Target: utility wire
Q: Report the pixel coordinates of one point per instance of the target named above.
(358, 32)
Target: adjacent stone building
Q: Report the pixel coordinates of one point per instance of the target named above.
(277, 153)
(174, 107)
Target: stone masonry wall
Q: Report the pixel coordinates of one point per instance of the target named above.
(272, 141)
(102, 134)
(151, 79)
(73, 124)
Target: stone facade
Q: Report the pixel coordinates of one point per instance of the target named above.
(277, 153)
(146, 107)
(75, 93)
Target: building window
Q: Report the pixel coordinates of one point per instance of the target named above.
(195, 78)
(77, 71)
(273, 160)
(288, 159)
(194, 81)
==
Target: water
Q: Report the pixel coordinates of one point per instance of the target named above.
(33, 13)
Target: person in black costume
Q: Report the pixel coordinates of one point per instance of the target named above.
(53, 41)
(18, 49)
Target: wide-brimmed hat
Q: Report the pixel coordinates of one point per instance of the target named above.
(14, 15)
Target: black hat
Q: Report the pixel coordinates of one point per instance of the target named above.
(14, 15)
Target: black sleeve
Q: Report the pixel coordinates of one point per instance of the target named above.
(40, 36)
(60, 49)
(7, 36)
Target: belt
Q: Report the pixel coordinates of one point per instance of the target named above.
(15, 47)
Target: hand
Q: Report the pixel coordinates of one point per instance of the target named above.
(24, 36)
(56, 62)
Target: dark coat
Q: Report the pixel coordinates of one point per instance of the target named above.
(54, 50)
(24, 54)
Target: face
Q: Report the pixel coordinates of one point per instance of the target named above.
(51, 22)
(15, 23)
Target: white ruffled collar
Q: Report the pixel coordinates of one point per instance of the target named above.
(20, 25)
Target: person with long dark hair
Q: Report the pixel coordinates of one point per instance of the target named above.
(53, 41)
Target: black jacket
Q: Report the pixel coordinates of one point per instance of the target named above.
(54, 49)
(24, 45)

- [Exercise] Gather every line of the data above that contains the word "person", and copy each one in full.

- [Task output]
Target: person in black costume
Target: person with long dark hair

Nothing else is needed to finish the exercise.